[RECORDS SUPPLIED — start]

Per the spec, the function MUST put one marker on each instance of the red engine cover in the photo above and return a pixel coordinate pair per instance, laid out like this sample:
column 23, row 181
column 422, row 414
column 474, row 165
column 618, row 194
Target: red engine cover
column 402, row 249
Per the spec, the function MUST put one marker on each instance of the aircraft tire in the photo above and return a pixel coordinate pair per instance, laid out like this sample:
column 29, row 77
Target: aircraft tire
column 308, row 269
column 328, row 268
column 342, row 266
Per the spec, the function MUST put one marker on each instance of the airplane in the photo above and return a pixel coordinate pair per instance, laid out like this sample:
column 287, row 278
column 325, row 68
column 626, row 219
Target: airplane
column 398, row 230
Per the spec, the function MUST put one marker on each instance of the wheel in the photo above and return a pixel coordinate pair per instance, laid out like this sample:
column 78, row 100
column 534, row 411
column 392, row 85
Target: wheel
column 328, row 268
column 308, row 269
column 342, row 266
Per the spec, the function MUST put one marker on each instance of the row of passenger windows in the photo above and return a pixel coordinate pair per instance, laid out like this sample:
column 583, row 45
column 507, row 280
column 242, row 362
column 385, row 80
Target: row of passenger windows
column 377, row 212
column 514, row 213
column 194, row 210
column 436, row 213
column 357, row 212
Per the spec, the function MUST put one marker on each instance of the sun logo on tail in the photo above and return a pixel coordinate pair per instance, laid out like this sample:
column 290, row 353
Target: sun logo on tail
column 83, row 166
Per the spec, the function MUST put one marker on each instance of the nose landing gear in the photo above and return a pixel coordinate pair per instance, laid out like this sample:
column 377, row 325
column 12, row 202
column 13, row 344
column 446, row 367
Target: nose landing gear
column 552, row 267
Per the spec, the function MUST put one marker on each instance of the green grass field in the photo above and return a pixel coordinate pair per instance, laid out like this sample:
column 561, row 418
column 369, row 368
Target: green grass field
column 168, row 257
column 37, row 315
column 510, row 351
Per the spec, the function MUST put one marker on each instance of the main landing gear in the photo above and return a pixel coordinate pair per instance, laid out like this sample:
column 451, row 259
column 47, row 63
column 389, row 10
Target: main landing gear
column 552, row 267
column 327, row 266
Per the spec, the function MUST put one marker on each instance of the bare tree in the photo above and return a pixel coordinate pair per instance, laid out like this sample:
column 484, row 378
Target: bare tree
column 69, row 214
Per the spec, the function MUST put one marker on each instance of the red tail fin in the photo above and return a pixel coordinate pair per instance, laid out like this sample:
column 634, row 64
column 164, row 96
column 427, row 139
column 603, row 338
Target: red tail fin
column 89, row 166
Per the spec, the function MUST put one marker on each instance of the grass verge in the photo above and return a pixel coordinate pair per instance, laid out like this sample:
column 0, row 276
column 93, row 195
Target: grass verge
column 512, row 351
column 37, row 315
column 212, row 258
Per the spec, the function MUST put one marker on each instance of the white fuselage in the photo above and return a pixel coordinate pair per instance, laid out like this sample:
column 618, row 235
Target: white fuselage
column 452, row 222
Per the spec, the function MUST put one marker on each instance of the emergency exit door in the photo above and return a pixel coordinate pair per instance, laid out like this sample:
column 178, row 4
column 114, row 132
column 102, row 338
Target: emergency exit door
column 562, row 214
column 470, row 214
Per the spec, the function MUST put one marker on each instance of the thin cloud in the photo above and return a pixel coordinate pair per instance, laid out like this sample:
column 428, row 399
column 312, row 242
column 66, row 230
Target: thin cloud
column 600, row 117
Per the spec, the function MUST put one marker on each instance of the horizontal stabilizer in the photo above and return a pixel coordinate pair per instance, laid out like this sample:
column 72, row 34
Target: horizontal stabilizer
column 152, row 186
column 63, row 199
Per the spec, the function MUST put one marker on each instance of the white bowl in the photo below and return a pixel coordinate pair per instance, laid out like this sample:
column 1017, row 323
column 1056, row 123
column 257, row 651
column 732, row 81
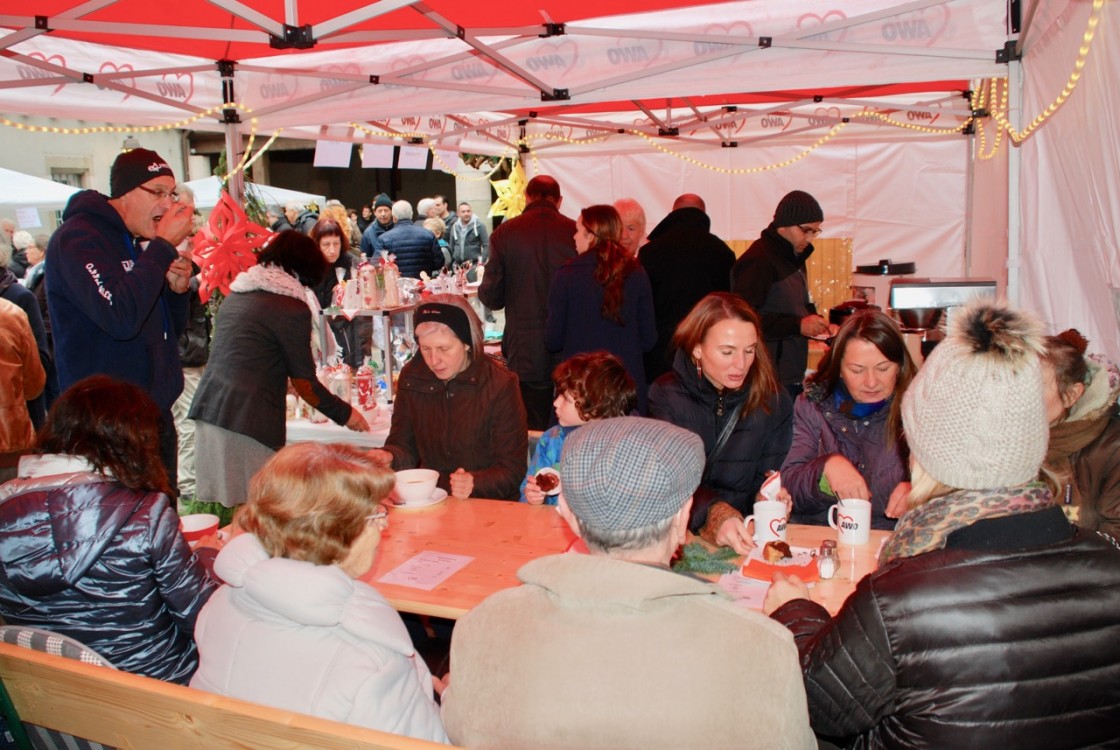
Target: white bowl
column 197, row 525
column 416, row 485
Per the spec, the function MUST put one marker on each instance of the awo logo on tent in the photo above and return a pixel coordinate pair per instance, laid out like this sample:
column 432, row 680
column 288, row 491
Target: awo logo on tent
column 179, row 86
column 31, row 73
column 737, row 29
column 925, row 26
column 553, row 58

[RECORDS SUPPLIED — finish]

** WORK TASK **
Each of the records above needs to be transcribed exactly, apart from its pictures.

** YOUR SOLUTION **
Per the spec, the function MUST put one marker on each instance of the red engine cover in the photo above and return a pixel coordinate pair per instance, laid out like this sample:
column 23, row 181
column 422, row 414
column 474, row 165
column 618, row 194
Target: red engine cover
column 402, row 249
Per the spec, the function MUST put one marker on each instance of the aircraft tire in the photo above and return a pixel coordinate pair per instance, laid out like this sample:
column 29, row 77
Target: aircraft tire
column 308, row 269
column 328, row 268
column 342, row 266
Per the spec, the function MUST put one marker on each instance of the airplane in the photo above and return a pixel coordinate pair per instance, laid out like this sample:
column 287, row 278
column 325, row 68
column 626, row 219
Target: airplane
column 398, row 230
Per the spec, the function MUST put one marker on each instance of the wheel in the photo above and return a pixel coordinate pair per instance, laid out like this sample:
column 78, row 100
column 534, row 411
column 392, row 85
Target: wheel
column 328, row 268
column 308, row 269
column 342, row 266
Per the spec, the function MUST put one marker on each instance of the row of passenger windows in the photo above and return a pixel coordinate pair per instance, laid out like this sample:
column 583, row 45
column 507, row 280
column 242, row 362
column 385, row 80
Target: row of passenger windows
column 377, row 212
column 514, row 213
column 194, row 210
column 436, row 213
column 357, row 212
Per the spec, the function MUST put one marker on each instance of the sun logo on tail in the photo above and return a pixel coordinate pair per instance, laid out like this sample:
column 290, row 353
Target: sun logo on tail
column 83, row 166
Per the spec, the function MUST put one marker on each instance of the nose landing gear in the photo above and return a pixel coordinate pair per instance, laid out like this sample:
column 377, row 325
column 12, row 202
column 13, row 344
column 446, row 367
Target: nose landing gear
column 552, row 267
Per the spec, the function MUST put one marker on each instance of the green grass field in the photo above and return a pixel coordinate pair per instance, laid out like this sample:
column 561, row 418
column 369, row 368
Target: green grass field
column 168, row 257
column 37, row 315
column 510, row 351
Per the spec, the function MUST put one marker on each instance of the main landing gear in the photo above and return a pixel coordinate pair per instance, laid out like this sample:
column 451, row 259
column 47, row 63
column 389, row 10
Target: main landing gear
column 552, row 267
column 327, row 266
Per the spec, the function MUST put one marker on each instance of the bare tree in the photo above and return a pixel coordinate pair per instance, laid out like this sample:
column 484, row 378
Target: bare tree
column 69, row 214
Per the spec, the function MUST put one marker on each instance of the red tail fin in the photo above and return a pixel coordinate pair per instance, laid out like this sample:
column 634, row 64
column 164, row 96
column 427, row 139
column 603, row 338
Target: red tail fin
column 89, row 166
Per the spec, the function MUST put one marker on each instance of the grass verge in the photo above and return a pixel coordinate pair per instance, laid out like this sample:
column 0, row 276
column 93, row 195
Target: grass verge
column 512, row 351
column 37, row 315
column 212, row 258
Per the spec, the function MUST put one marker on each instance of the white fuselage in the photo above and return a pixel coordinate pair per instance, laid out like this sample:
column 618, row 235
Target: white fuselage
column 452, row 222
Per the spec, the function MUST put one marker on each instance of the emergency exit door in the photo above and return a pixel coordinate pair per instance, laid out like this sample:
column 178, row 4
column 114, row 132
column 102, row 338
Target: emergency exit door
column 562, row 214
column 470, row 214
Per the spec, the function MUST put one marker on each instance of the thin cloud in the photo above and return a pixel coordinate pair per instance, laid out like this sample:
column 428, row 399
column 312, row 242
column 66, row 230
Target: thin cloud
column 600, row 117
Per the spec, the function MUST put one marker on each instance of the horizontal stabilizer in the photo above and return a pixel coordinate pair per instance, laid out like this sample:
column 72, row 34
Target: horizontal stabilizer
column 152, row 186
column 63, row 199
Per the spec, the function MUST put one marker on each instance of the white bowl in the photo below and return a pixel coordinate pair per instance, laid out like this sample:
column 1017, row 323
column 1056, row 123
column 257, row 651
column 732, row 81
Target: white bowl
column 197, row 525
column 416, row 485
Per the spec, the function MUST put one marker on each instance of the awo logo on tent in the photo above and return a pixel coordinate pair per instance, laid out like this sample:
column 432, row 680
column 288, row 491
Target: awo logo on tent
column 179, row 86
column 31, row 73
column 737, row 29
column 925, row 26
column 553, row 58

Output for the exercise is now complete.